→ **Task goal**
Give only the lines from the one containing "target | woman's crossed legs" through the end of the material below, exactly as written.
____________
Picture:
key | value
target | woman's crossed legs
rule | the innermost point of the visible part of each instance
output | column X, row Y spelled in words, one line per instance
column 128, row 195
____________
→ **Exercise answer**
target | woman's crossed legs
rule | the innermost point of the visible part of each instance
output | column X, row Y spelled in words, one line per instance
column 128, row 195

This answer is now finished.